(Data entries)
━━━━━━━━
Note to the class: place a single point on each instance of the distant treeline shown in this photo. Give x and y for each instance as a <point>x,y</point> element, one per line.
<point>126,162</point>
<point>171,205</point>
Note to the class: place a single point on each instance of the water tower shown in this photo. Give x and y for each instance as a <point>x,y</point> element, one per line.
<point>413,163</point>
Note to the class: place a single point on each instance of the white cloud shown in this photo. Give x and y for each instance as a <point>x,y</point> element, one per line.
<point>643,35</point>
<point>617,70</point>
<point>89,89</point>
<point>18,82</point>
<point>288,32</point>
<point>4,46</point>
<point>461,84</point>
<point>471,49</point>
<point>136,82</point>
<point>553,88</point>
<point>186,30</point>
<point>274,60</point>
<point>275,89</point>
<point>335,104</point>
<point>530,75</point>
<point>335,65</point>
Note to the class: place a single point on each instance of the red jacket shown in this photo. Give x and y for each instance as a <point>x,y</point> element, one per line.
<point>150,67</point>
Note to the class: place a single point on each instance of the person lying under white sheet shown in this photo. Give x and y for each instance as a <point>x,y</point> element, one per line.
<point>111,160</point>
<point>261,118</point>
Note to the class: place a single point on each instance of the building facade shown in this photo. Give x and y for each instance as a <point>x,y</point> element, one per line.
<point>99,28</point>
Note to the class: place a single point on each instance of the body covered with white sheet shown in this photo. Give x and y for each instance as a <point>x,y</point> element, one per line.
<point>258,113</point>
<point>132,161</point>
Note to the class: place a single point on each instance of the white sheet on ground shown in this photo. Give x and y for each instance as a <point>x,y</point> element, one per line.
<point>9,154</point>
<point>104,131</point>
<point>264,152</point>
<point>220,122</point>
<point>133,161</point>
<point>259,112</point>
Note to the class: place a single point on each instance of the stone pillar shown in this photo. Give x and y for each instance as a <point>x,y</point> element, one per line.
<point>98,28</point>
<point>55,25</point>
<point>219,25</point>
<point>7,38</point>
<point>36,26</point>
━━━━━━━━
Please write the entries out again exactly as they stand.

Note to the class: place a single point on each instance of the distant treeline shown in this photo. Give x and y for each instance as a <point>x,y</point> element, one per line.
<point>126,162</point>
<point>171,205</point>
Note to the class: place a single point on each instance of the water tower shown in this photo. Give x and y for each instance as a <point>x,y</point> element, one per line.
<point>413,163</point>
Note to the class: place a single point on each instance of the white cloud shown in this photo. Give x and y for each instance as a <point>x,y</point> element, one per line.
<point>643,35</point>
<point>617,70</point>
<point>89,89</point>
<point>18,82</point>
<point>288,32</point>
<point>4,46</point>
<point>461,84</point>
<point>471,49</point>
<point>136,82</point>
<point>553,88</point>
<point>186,30</point>
<point>274,60</point>
<point>275,89</point>
<point>335,104</point>
<point>530,75</point>
<point>335,65</point>
Note to the class: place a single point on each instance of the red jacket shown in this photo. Give x and y for each instance as a <point>x,y</point> element, one per line.
<point>150,67</point>
Note to the class: place a single point on each instance of the person lying under white sheet shown in this photo. Give x and y for each instance as a <point>x,y</point> element, one per line.
<point>111,160</point>
<point>261,118</point>
Note to the class: place a single point on each instance of the building facade shown in this photo. Give x and y for each instance as a <point>x,y</point> element, one per line.
<point>99,28</point>
Note to the class: place a single point on each instance of the body covered with white sheet shown in this photo. Give x and y for each instance as a <point>x,y</point> element, one per line.
<point>258,113</point>
<point>132,161</point>
Note to the class: place a single point on each instance of the white sheet on ground shown in this photo. Give x and y for each instance as a <point>x,y</point> element, one per line.
<point>9,154</point>
<point>104,131</point>
<point>264,152</point>
<point>220,122</point>
<point>133,161</point>
<point>259,112</point>
Note to the class: place a single point on each instance of the stone pillar shown in this photo. Give x and y for each instance as a <point>x,y</point> element, one per line.
<point>98,28</point>
<point>55,25</point>
<point>219,25</point>
<point>7,38</point>
<point>36,26</point>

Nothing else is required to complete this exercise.